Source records
★ ★ ★ ★ ★

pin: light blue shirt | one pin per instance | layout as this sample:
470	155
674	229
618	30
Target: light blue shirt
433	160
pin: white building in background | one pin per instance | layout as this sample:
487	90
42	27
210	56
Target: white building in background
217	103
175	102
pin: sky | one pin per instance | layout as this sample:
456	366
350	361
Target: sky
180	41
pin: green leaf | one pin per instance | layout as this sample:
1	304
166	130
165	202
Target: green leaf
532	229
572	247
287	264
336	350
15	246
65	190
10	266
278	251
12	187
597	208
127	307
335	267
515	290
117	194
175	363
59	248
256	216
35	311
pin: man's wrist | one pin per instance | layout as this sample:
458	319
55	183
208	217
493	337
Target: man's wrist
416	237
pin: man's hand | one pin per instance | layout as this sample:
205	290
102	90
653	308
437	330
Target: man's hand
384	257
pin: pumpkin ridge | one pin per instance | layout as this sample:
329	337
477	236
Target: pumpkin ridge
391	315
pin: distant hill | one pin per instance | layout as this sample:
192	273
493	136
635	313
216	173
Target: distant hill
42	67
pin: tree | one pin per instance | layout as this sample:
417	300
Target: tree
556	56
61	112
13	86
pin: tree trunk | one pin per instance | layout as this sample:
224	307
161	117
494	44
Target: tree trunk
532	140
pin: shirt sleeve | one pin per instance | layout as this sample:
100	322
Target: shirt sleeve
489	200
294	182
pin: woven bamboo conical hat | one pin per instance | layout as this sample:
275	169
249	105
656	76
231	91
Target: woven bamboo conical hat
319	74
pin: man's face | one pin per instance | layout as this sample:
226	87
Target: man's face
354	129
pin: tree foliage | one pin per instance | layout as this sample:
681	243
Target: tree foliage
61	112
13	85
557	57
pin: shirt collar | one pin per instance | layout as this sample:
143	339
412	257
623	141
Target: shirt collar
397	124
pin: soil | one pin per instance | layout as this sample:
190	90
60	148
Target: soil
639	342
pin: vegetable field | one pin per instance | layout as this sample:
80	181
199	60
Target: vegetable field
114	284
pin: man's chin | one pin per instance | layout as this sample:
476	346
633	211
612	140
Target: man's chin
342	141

★ ★ ★ ★ ★

PROMPT
Copy out, unchanged, the rows starting at the one that contains "pin: soil |" and ending with the final row of the records.

FULL OUTPUT
pin: soil | one pin per instance | layout as this sample:
190	90
60	148
Target: soil
639	342
pin: vegetable field | one pin per instance | layout as this sample:
80	181
199	60
Target: vegetable field
114	284
pin: man's chin | one pin per instance | layout as this sample:
476	346
633	211
612	140
Target: man's chin
342	141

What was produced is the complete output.